Extract
◇ ◇ ◇ ◇
We’ve put together some key tips for your business to reduce its tax bill over the coming 12 months.

Claim on all expenses

Some expenses can be deducted from your tax bill, though these expenses must be incurred wholly and exclusively for the purposes of the business. Allowable expenses include costs related to the business premises, like rent, maintenance and repair. Other expenses include business-related travel, office equipment, business insurance and staff costs.

Whilst you may already be claiming for some, it’s worth refamiliarising yourself with the expenses that the government class as “allowable”, as they can be updated for a new tax year. You may find you’re missing out on tax relief on some of your regular business costs.

Take advantage of allowances

There are a number of allowances that can be claimed for your business, one of the main ones being capital allowance. This allows you to receive tax relief when you buy assets to use as part of your business, such as business vehicles and equipment.

On top of that, because directors of limited companies own shares in the company, they can be paid a set amount of dividends tax-free. This means that they aren’t affected by National Insurance contribution deductions. Despite the dividend allowance reducing from £5,000 to £2,000, it remains a great way to help reduce your tax bill.
◇ ◇ ◇ ◇
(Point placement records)
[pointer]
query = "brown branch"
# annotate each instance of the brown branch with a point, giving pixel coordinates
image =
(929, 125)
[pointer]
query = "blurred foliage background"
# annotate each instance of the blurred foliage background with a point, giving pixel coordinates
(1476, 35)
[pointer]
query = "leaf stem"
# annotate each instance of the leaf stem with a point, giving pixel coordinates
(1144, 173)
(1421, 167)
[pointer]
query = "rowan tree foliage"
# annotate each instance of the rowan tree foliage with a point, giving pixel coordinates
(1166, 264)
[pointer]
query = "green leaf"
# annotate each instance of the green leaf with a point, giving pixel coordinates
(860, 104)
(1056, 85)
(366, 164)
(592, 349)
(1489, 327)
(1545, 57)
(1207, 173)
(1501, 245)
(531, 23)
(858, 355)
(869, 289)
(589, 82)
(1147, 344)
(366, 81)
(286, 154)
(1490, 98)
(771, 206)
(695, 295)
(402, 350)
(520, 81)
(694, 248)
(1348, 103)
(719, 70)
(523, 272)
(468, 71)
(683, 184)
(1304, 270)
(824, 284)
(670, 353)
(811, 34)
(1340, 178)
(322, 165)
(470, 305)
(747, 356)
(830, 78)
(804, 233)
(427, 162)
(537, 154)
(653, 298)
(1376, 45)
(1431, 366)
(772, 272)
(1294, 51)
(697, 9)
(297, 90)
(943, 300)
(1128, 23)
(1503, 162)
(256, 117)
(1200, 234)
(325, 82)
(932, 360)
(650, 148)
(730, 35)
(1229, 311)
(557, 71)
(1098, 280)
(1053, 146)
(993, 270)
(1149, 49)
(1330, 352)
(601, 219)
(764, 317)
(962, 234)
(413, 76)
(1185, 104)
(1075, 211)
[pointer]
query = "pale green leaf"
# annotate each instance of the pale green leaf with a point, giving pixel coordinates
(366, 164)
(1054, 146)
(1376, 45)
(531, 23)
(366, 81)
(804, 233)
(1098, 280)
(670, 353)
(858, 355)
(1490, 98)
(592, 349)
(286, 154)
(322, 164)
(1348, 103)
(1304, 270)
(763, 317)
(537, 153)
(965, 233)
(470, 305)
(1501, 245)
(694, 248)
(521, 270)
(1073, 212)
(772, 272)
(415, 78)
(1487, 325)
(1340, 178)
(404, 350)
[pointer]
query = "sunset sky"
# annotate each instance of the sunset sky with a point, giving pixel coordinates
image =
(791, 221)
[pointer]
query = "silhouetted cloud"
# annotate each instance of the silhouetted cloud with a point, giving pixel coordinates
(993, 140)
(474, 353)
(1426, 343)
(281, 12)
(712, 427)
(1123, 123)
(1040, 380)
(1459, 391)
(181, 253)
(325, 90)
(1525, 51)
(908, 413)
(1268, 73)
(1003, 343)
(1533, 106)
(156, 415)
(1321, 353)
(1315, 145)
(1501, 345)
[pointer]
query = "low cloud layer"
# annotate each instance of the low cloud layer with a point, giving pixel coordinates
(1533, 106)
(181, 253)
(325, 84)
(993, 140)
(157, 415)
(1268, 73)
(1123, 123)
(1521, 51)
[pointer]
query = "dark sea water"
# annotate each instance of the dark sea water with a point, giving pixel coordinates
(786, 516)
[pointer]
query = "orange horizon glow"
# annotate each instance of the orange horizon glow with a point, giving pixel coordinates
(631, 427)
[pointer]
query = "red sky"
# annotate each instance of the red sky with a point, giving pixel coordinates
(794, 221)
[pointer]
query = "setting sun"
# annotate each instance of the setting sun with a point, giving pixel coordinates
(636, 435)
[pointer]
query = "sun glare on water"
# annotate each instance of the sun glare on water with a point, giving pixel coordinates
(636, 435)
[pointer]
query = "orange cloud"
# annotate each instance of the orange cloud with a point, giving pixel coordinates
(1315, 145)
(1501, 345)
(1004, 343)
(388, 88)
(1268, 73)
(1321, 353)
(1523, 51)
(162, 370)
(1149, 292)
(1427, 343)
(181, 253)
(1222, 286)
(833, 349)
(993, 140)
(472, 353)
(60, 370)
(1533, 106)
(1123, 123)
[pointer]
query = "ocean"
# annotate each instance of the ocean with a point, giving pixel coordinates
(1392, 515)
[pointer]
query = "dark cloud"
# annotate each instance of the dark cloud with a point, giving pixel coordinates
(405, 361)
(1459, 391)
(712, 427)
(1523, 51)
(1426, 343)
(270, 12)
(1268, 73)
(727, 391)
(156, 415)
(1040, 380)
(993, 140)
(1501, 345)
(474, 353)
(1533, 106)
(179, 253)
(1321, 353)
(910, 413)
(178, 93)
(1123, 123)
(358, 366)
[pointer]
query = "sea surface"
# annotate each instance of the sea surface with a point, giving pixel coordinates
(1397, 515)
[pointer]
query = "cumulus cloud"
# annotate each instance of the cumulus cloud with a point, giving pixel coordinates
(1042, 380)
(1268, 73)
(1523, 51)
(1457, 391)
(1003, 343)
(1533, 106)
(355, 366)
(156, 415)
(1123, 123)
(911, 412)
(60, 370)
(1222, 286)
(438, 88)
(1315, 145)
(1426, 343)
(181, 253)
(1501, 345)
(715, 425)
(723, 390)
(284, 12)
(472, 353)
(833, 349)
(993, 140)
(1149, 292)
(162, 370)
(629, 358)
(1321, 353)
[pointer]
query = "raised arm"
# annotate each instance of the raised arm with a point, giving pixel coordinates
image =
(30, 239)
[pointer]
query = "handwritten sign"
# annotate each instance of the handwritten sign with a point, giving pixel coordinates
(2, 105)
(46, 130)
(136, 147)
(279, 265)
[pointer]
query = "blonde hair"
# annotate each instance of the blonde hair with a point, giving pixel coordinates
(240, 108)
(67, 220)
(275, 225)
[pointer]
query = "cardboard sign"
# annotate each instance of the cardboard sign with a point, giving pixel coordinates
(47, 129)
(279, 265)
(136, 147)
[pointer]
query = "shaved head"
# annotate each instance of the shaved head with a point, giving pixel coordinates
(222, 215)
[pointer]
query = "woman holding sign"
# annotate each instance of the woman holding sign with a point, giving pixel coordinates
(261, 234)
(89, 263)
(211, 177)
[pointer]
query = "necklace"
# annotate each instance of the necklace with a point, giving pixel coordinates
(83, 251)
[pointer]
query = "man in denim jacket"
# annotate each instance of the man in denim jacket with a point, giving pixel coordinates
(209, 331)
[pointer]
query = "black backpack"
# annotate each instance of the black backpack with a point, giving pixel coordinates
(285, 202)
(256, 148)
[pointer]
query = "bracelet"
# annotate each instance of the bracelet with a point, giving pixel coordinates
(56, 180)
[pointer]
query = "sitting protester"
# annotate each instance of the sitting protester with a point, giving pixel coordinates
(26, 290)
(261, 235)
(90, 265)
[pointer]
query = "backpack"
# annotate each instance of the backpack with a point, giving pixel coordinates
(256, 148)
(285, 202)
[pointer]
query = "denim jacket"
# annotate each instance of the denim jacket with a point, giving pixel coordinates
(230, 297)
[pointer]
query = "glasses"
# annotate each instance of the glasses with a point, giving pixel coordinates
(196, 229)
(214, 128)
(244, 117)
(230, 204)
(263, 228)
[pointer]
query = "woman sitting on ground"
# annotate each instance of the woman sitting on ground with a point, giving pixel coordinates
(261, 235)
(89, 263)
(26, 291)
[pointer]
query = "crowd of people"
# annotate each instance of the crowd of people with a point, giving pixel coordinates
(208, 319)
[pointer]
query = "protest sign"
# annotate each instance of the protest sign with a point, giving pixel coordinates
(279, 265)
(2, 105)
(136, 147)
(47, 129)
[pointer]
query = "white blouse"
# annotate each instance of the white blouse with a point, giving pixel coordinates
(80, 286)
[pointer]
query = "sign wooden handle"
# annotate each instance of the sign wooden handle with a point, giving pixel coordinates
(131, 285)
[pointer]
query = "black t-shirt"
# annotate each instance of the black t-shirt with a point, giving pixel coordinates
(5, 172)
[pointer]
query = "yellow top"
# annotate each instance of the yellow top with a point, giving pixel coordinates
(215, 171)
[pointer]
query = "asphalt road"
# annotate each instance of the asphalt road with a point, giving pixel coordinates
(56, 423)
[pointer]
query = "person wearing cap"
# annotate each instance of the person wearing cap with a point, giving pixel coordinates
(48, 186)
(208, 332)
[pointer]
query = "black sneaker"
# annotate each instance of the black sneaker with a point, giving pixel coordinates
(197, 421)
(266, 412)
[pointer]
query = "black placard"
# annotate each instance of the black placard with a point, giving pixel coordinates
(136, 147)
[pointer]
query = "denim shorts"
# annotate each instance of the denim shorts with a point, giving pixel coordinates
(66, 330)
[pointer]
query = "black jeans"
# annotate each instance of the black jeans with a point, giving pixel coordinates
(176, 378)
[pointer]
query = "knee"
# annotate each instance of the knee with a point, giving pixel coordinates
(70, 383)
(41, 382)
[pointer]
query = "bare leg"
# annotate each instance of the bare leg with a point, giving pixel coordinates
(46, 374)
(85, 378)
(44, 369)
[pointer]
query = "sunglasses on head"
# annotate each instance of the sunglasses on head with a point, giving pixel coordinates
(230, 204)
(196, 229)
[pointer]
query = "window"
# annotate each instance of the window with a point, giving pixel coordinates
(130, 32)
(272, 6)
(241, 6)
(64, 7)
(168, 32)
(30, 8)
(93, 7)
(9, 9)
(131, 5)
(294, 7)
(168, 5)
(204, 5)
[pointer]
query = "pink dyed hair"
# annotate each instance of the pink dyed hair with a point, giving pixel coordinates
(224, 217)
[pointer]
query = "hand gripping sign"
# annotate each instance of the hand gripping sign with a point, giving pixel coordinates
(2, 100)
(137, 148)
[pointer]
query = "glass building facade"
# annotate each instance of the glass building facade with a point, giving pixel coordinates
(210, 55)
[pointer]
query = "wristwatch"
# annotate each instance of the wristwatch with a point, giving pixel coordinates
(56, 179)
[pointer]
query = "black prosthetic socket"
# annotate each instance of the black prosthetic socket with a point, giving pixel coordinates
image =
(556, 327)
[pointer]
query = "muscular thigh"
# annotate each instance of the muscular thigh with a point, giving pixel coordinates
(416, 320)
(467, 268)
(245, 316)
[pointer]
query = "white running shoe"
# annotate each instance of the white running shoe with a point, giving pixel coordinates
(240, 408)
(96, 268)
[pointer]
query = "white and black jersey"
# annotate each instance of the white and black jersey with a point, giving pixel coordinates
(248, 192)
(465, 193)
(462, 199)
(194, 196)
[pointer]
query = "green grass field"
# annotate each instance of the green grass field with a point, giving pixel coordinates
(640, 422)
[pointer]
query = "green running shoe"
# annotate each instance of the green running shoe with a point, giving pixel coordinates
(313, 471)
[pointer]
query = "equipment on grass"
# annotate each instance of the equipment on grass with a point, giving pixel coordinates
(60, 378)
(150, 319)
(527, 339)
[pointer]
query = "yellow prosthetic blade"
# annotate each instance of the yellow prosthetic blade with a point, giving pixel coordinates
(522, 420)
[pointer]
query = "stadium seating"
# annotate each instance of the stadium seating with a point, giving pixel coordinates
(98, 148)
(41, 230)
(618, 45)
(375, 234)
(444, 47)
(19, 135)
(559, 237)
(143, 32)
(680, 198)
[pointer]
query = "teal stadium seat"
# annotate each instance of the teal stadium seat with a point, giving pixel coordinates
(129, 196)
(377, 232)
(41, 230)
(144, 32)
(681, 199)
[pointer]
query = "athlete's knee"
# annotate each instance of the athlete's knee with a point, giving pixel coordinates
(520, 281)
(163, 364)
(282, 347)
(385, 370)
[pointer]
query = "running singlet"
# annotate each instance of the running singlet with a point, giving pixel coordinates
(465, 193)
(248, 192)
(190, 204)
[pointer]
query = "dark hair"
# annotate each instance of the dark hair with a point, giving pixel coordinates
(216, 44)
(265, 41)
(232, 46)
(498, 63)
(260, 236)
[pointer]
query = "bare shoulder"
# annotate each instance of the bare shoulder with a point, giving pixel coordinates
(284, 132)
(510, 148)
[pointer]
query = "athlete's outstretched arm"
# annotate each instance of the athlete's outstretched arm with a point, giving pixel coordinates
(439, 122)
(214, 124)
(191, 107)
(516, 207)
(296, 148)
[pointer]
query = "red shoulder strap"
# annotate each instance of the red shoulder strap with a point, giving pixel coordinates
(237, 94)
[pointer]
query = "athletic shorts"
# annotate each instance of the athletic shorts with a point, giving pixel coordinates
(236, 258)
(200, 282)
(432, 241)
◇ ◇ ◇ ◇
Task set
**1.** In the tax-saving tips, what amount has the dividend allowance been reduced to?
**2.** Please carry on the tax-saving tips for businesses from their final sentence onward.

Exercise responses
**1.** £2,000, down from £5,000.

**2.**
Directors can also take a salary which is free from income tax if it is below the threshold of £11,850 – known as your Personal Allowance. Between £11,851 and £46,350 you’ll be taxed at 20%, up to £150,000 is taxed at 40%, and a salary more than this will be taxed at 45%.

Register for a VAT scheme

If your business earns more than £85,000 in a 12-month period, you will need to register for Value Added Tax (VAT). There are a few different VAT schemes available which could make you stay more tax efficient, including the Flat Rate VAT scheme if your taxable turnover is under £150,000 per year. We’ve provided detail around this and the other VAT schemes available in a recent blog post which you can read here.

Make sure you’re paying the right amount of tax

The easiest way you can stay tax efficient is by making sure that your business is paying the correct amount of tax. Your taxes should be kept on top of, not just in time for the Self Assessment tax return deadline, but throughout the year.

Nabarro Poole believe in helping our clients all year round. As small business owners, we understand the importance of tax efficiency. Contact us to learn more – we’d be happy to explore where your current accountancy practices could benefit from a boost.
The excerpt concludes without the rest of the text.